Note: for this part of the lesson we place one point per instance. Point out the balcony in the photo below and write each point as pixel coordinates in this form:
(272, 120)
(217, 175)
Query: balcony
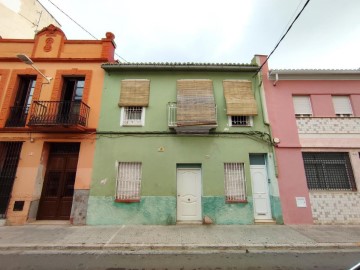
(58, 113)
(17, 116)
(199, 120)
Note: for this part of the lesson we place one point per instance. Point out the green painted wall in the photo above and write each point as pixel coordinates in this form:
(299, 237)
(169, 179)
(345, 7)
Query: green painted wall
(162, 91)
(160, 154)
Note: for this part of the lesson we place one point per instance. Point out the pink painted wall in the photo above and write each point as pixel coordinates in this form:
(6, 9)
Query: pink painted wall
(355, 103)
(291, 174)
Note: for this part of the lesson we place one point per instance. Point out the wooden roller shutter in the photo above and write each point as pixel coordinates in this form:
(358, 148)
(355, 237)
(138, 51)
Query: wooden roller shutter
(195, 103)
(239, 98)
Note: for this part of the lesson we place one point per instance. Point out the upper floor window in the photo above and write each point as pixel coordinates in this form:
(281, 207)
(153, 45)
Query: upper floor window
(134, 98)
(302, 106)
(240, 121)
(132, 116)
(73, 88)
(240, 102)
(342, 106)
(20, 109)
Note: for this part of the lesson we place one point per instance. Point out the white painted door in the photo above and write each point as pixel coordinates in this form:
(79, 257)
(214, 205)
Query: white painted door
(189, 194)
(260, 189)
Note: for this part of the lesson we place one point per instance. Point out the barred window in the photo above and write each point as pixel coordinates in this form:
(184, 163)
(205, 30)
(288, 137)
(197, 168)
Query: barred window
(240, 121)
(234, 182)
(132, 116)
(329, 171)
(128, 183)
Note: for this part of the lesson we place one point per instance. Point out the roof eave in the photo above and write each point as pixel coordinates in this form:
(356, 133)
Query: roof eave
(169, 67)
(317, 74)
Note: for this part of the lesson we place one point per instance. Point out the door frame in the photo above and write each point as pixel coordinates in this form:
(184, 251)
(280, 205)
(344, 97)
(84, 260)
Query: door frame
(268, 216)
(198, 168)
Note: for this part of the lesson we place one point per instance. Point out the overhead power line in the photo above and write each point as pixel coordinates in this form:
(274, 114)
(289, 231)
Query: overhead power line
(83, 28)
(277, 45)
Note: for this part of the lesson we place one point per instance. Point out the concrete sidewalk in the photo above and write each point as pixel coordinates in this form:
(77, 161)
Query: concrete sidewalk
(189, 238)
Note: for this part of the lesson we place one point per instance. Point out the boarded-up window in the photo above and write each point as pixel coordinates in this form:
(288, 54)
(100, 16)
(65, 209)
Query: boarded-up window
(128, 183)
(134, 93)
(239, 98)
(195, 103)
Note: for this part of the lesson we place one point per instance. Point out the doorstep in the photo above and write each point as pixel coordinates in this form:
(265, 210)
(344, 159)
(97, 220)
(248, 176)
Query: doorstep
(49, 222)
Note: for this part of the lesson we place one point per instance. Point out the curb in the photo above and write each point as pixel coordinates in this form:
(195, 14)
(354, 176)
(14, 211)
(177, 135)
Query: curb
(194, 248)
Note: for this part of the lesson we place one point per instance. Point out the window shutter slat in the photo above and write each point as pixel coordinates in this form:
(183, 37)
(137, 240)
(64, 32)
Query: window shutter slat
(239, 98)
(134, 93)
(195, 103)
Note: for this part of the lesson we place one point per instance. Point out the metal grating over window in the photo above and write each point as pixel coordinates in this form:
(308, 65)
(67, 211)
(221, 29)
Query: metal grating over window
(342, 106)
(132, 116)
(302, 106)
(235, 190)
(128, 184)
(9, 158)
(241, 121)
(329, 171)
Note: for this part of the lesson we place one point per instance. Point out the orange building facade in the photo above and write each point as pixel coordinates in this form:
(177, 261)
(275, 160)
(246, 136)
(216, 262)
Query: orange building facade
(50, 94)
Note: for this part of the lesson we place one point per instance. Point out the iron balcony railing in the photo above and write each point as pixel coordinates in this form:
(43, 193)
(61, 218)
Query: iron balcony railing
(17, 116)
(172, 114)
(68, 113)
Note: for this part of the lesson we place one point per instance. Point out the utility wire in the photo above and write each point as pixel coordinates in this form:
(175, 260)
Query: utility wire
(277, 45)
(83, 28)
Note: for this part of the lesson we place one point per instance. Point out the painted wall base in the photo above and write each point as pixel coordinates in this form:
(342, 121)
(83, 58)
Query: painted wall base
(79, 206)
(161, 210)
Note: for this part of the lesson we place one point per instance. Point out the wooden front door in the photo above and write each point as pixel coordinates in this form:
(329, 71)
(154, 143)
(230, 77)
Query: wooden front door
(189, 195)
(58, 189)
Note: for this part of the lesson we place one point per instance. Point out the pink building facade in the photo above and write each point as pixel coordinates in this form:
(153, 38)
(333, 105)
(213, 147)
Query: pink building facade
(315, 116)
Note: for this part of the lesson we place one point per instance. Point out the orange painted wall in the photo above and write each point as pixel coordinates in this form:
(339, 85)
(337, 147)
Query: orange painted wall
(56, 57)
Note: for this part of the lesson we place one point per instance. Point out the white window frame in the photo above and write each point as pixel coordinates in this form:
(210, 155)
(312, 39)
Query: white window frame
(128, 181)
(342, 106)
(302, 106)
(234, 182)
(134, 122)
(248, 124)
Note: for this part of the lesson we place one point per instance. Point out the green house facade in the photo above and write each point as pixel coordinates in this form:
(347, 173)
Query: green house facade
(183, 143)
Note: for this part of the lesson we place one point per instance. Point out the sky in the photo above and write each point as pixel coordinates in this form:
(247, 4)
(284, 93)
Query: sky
(326, 35)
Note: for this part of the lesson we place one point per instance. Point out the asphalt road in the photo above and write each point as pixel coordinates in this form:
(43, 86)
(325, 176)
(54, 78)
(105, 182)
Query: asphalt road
(112, 260)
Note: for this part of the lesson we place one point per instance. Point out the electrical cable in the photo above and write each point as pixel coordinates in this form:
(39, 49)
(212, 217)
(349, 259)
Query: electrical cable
(83, 28)
(277, 45)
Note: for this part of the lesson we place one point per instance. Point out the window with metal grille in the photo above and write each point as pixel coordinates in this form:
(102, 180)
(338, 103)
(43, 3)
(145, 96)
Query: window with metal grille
(342, 106)
(128, 184)
(302, 106)
(132, 116)
(240, 121)
(235, 190)
(329, 171)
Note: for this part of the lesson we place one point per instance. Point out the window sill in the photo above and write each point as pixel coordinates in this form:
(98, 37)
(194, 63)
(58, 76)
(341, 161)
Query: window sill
(127, 200)
(236, 201)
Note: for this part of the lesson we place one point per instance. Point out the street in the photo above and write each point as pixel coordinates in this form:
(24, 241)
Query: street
(112, 260)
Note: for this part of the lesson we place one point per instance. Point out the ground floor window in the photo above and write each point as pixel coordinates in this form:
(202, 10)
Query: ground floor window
(128, 183)
(234, 182)
(328, 171)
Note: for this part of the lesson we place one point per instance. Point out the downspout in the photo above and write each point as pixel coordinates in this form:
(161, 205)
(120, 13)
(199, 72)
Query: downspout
(276, 78)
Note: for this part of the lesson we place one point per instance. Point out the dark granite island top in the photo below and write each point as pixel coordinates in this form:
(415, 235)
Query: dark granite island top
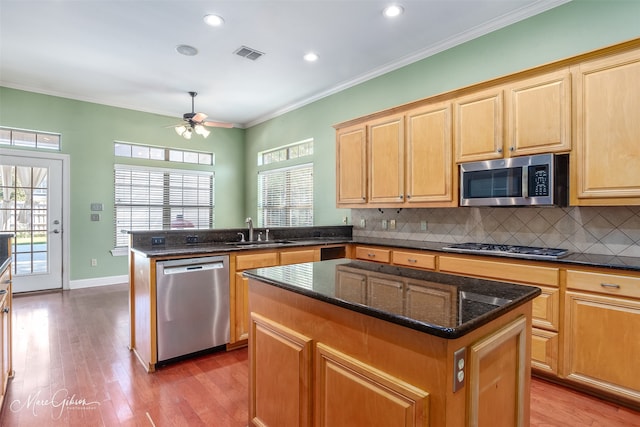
(443, 305)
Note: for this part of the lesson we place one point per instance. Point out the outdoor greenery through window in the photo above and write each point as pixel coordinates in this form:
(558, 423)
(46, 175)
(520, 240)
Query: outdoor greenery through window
(29, 139)
(160, 199)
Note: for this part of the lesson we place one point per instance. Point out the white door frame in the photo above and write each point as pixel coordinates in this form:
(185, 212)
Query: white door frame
(65, 159)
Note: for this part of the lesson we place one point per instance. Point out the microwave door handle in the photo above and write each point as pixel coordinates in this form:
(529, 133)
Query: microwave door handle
(525, 182)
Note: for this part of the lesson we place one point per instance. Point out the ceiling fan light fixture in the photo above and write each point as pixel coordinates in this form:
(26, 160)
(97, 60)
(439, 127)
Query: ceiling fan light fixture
(213, 20)
(201, 130)
(180, 129)
(393, 11)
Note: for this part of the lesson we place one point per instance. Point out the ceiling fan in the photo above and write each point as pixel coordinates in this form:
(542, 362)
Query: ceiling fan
(196, 122)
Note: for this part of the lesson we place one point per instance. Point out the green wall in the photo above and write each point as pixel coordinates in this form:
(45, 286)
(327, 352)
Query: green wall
(88, 130)
(568, 30)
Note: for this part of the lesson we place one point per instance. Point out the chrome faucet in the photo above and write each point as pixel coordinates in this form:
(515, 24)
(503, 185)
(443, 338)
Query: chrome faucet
(250, 223)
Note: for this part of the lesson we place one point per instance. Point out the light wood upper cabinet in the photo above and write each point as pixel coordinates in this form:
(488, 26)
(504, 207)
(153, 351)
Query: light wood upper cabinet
(386, 160)
(351, 166)
(538, 114)
(479, 126)
(607, 154)
(429, 158)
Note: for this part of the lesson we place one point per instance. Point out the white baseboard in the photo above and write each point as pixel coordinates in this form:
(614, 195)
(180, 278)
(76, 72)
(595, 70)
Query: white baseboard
(98, 281)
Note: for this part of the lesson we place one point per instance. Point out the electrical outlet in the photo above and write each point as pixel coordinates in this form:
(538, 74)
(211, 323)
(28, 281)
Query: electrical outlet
(157, 241)
(458, 368)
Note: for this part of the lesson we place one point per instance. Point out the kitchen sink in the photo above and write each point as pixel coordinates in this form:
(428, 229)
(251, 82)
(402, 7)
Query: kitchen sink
(259, 243)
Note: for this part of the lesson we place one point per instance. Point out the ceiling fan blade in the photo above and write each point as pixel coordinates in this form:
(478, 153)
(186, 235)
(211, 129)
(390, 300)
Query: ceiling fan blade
(199, 117)
(218, 124)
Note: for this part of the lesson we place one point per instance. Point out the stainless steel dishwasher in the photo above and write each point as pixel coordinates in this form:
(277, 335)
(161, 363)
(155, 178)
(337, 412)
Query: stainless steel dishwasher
(192, 305)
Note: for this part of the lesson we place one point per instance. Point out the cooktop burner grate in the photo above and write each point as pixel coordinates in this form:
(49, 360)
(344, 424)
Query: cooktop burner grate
(508, 250)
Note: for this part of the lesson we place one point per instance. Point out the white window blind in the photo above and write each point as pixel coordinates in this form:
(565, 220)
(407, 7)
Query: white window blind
(160, 199)
(285, 197)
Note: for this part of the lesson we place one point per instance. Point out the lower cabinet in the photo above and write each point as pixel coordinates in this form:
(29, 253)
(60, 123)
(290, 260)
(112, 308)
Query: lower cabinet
(312, 363)
(602, 341)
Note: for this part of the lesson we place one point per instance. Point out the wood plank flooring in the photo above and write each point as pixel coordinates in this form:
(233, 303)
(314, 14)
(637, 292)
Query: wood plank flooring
(73, 368)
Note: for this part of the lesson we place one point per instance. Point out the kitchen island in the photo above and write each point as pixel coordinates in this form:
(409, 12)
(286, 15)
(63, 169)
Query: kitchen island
(347, 342)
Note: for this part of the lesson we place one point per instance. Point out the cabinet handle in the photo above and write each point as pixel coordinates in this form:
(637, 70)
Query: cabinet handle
(610, 285)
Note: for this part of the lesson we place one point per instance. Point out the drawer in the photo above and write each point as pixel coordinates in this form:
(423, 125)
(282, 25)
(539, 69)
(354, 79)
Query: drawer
(256, 260)
(610, 284)
(546, 308)
(373, 254)
(298, 256)
(544, 351)
(414, 259)
(507, 271)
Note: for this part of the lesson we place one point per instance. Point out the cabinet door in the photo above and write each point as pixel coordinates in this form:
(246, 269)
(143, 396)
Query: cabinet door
(386, 294)
(539, 114)
(605, 168)
(351, 171)
(601, 343)
(478, 126)
(429, 158)
(386, 160)
(498, 367)
(241, 326)
(349, 392)
(280, 367)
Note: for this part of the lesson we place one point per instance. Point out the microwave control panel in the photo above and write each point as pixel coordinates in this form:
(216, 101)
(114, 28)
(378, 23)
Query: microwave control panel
(539, 180)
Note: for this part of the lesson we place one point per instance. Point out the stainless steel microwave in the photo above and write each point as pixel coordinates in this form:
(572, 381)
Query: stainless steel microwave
(540, 180)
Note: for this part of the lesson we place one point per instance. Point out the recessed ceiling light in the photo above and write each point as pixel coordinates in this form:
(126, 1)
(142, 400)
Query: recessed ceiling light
(393, 11)
(186, 50)
(311, 57)
(214, 20)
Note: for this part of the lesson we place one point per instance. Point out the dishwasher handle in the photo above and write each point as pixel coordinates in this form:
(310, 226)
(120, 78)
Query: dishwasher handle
(193, 268)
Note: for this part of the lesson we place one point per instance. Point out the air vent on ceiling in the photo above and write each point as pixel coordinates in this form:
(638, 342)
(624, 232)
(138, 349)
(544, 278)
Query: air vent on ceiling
(247, 52)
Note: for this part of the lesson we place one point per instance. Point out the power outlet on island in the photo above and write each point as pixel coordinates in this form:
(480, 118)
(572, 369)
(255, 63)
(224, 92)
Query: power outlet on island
(459, 362)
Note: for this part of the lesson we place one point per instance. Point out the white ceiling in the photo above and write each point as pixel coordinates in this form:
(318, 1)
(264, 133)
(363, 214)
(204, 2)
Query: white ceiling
(122, 52)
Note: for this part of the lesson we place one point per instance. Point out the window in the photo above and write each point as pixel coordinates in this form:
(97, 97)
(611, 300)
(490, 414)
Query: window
(285, 197)
(138, 151)
(159, 199)
(29, 139)
(280, 154)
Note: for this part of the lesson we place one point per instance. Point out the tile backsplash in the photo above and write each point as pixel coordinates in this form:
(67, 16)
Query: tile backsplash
(594, 230)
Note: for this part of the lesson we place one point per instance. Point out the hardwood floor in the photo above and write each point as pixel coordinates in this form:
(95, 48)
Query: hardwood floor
(73, 368)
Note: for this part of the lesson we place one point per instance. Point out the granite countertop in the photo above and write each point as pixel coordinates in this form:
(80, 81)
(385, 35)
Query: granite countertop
(468, 303)
(199, 249)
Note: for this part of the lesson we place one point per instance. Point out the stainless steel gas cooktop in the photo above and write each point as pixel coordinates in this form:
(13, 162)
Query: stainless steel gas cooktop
(530, 252)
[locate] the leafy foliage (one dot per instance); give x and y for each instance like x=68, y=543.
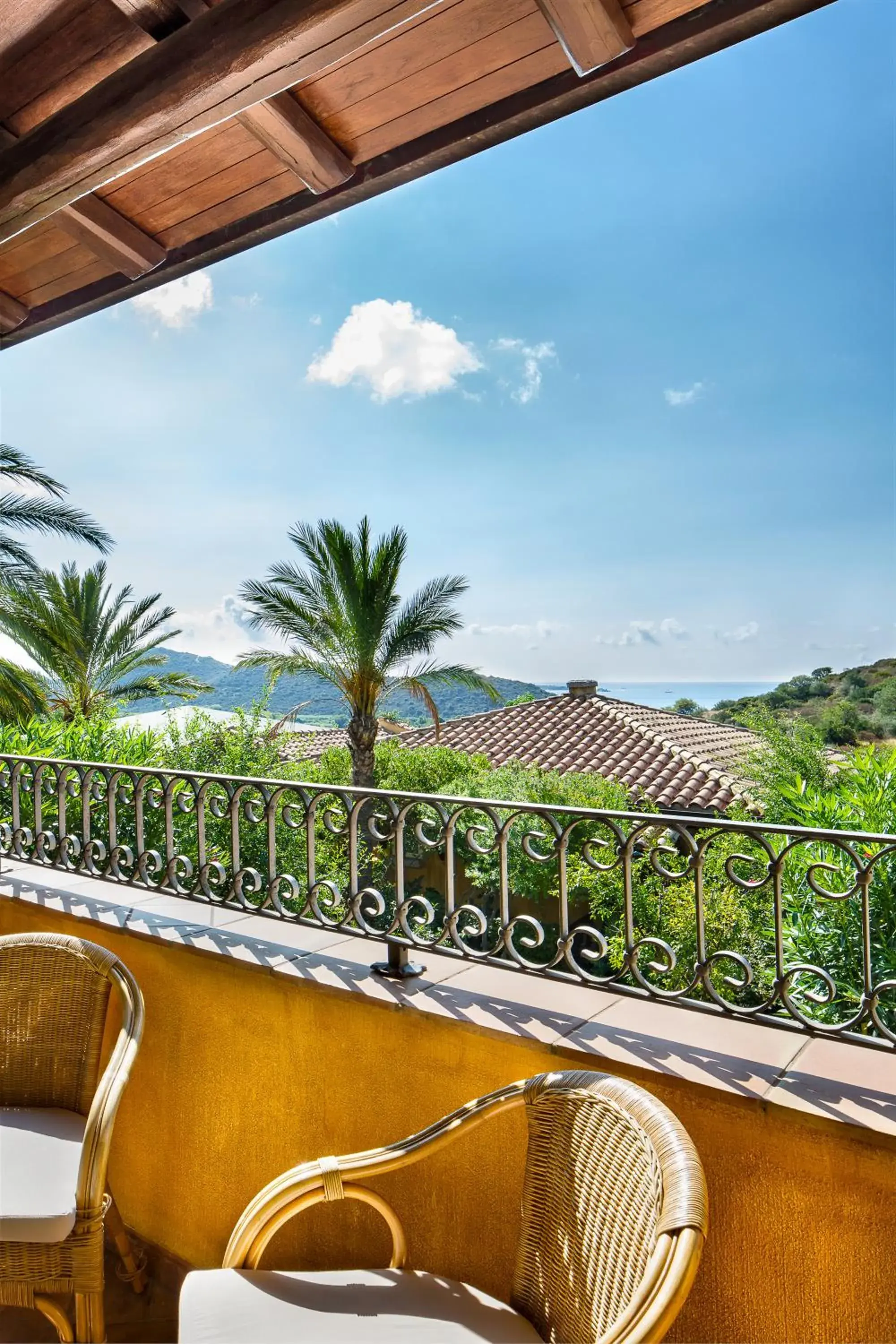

==========

* Directions
Pick out all lines from the data above in which the word "below" appears.

* Task output
Note: for this part of the lesson we place one point per instance. Point out the balcony in the photo below and write each point as pixel coordinates in this form:
Note: for this part of the lesson we place one point per instance. Point out the dark granite island top in the photo below and write each point as pixel coordinates in this form:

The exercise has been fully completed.